● EXERCISE REQUIREMENTS:
Copy out every line of the data that follows, exactly.

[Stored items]
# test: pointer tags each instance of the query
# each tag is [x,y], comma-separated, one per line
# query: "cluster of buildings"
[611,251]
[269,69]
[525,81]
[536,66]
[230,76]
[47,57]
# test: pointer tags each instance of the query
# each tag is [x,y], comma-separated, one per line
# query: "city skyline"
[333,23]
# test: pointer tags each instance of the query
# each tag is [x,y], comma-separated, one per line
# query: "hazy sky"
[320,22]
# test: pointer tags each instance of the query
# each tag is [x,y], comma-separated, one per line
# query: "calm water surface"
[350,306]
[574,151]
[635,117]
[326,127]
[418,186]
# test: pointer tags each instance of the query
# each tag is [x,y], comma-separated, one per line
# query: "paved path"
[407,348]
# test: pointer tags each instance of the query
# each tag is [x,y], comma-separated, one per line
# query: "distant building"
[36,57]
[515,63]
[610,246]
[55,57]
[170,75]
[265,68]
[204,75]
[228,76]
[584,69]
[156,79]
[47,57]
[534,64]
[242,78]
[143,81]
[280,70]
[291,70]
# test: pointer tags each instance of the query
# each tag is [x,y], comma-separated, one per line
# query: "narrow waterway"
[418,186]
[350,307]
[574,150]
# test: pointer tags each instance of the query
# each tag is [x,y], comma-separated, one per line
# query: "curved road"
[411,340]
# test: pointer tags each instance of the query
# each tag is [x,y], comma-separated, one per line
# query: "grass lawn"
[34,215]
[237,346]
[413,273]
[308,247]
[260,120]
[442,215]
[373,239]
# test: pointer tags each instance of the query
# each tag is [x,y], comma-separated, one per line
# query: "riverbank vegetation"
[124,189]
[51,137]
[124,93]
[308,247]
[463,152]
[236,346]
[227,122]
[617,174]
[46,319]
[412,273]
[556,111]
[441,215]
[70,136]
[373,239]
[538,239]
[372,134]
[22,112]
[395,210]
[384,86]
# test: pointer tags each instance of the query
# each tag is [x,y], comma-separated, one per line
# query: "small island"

● SOLUTION BELOW:
# test: pointer tags each instance of the query
# each tag is [x,y], comma-separated, one per line
# query: "cluster of buildings"
[611,251]
[269,69]
[525,81]
[536,66]
[230,76]
[47,57]
# test: pointer tags each instance of the query
# each tag is [x,y], comma-separated, one per line
# query: "city skyline"
[333,23]
# test: pointer tags each instance of the query
# each tag is [x,y], comma-separated, one per line
# query: "hazy sky"
[320,22]
# test: pointer tags each instance of the query
# each tag is [x,y], comma-separated, one per line
# query: "calm water surface"
[350,306]
[574,151]
[635,117]
[326,127]
[418,186]
# test: pointer tags each instance of the query
# each tag is [x,y], comma-separated, one per line
# query: "paved path"
[407,348]
# test: pointer tags each instance of the query
# each tag is [x,y], comma-separated, one per line
# query: "distant building"
[36,57]
[515,63]
[610,246]
[55,57]
[170,75]
[265,68]
[204,75]
[228,76]
[584,69]
[156,79]
[47,57]
[534,64]
[242,78]
[143,81]
[280,70]
[291,70]
# test: pointer tags each instance of the query
# each tag is [x,y], comma-separated, one per line
# query: "narrow waterway"
[418,186]
[350,307]
[574,150]
# test: pointer tags each instance of the query
# each tag is [x,y], comma-separated, one per line
# query: "curved road"
[411,340]
# test: pointer tags each instance of the query
# each tag is [x,y], comma-separated, one per line
# query: "grass lawn"
[34,215]
[237,346]
[413,273]
[308,247]
[260,120]
[442,215]
[373,239]
# test: pointer tags each instance of the query
# each tag is [x,y], comma-separated, one per line
# query: "riverbank vegetation"
[124,189]
[51,137]
[124,93]
[308,247]
[463,152]
[236,346]
[227,122]
[617,174]
[46,319]
[412,273]
[556,111]
[441,215]
[70,136]
[373,239]
[538,239]
[372,134]
[22,112]
[395,210]
[384,86]
# test: pointer tags each instance of the query
# each tag is [x,y], comma-separated, one per line
# query: "small island"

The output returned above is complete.